*Consegna A*
Elenca tutti i soggetti che, secondo il testo di partenza, sostennero, giustificarono e alimentarono il Sessantotto.
*Consegna B*
Trascrivi parola per parola il passo del testo di partenza compreso tra "Probabilmente perchè le" e "profilo della vittima.", estremi inclusi.

*Testo di partenza*

E divennero poi la classe dirigente di quel sistema che volevano cambiare e a cui invece erano profondamente organici. A causa del ’68 il corpo della donna è stato mercificato e sessualizzato come mai era avvenuto in precedenza. La scuola è stata rovinata per sempre, il merito non ha avuto più valore, il linguaggio si è volgarizzato e la maleducazione è diventata sinonimo di libertà.

Fu una rivolta contro la figura del “Padre” e contro ogni forma di autorità intesa come religione, Stato e famiglia. Se il “Sessantotto” durò così tanto ed ha portato a questi risultati fu perché venne sostenuto, giustificato e alimentato dal Mainstream, dai politici, dai grandi giornali, dai potenti editori e dagli intellettuali.

Probabilmente perchè le finalità erano le stesse dei sessantottini, quelle finalità di cui ci parlava Pier Paolo Pasolini, e che consistevano nel voler distruggere i valori tradizionali in quanto rappresentavano l’ultimo argine contro la nascita di una società consumistica

È in questo contesto di forte scontro ideologico e di violenza che si inserisce l’omicidio e la storia di Ramelli.

Una storia che fa ancora paura alla sinistra antifascista per tanti motivi. In primo luogo per il profilo della vittima.

Sergio era un ragazzo mite e dalla faccia pulita

Non un estremista o un violento. Non un reduce del fascismo storico o della Repubblica Sociale Italiana ma uno studente nato nel 1956, undici anni dopo la fine della guerra. Tutto ciò stride con l’immagine del fascista violento e pericoloso, con l’idea del mostro. In un tempo poi dove per essere identificati come fascisti bastava poco. Fascisti erano i poliziotti, i liberali, i monarchici, i conservatori e tutti coloro che non aderivano alla logica comunista e della lotta di classe.

E poi c’è sempre chi è più antifascista di un altro

E allora per gli stalinisti anche i troskisti erano fascisti. E per i brigatisti lo erano anche i socialisti o i sindacalisti della CGIL. In secondo luogo la storia di Ramelli fa ancora paura perché se la si studiasse si scoprirebbe che i suoi assassini non conoscevano neanche la vittima e l’omicidio fu motivato solo dal furore ideologico e da una logica politica.

Lo uccidono perché incapaci di rispettare la vita umana, perchè lo identificavano con il nemico, perchè disumanizzavano e demonizzavano l’altro da sè

Ci vollero dieci anni per arrivare a una sentenza, e il caso rivelò una rete di complicità e connivenze politiche che hanno reso la storia ancora più spaventosa.

*Blocco dati*
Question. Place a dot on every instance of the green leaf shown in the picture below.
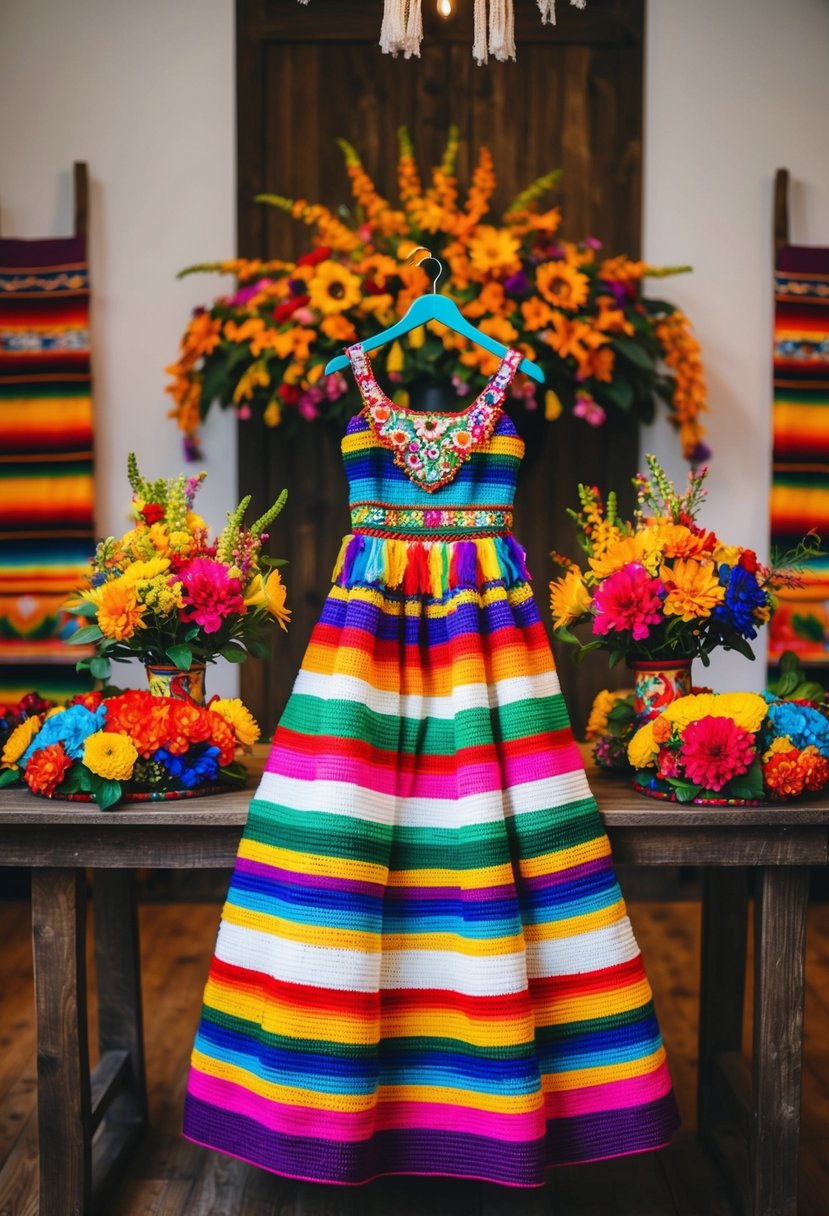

*Risposta completa A*
- il Mainstream
- i politici
- i grandi giornali
- i potenti editori
- gli intellettuali

*Risposta completa B*
Probabilmente perchè le finalità erano le stesse dei sessantottini, quelle finalità di cui ci parlava Pier Paolo Pasolini, e che consistevano nel voler distruggere i valori tradizionali in quanto rappresentavano l’ultimo argine contro la nascita di una società consumistica

È in questo contesto di forte scontro ideologico e di violenza che si inserisce l’omicidio e la storia di Ramelli.

Una storia che fa ancora paura alla sinistra antifascista per tanti motivi. In primo luogo per il profilo della vittima.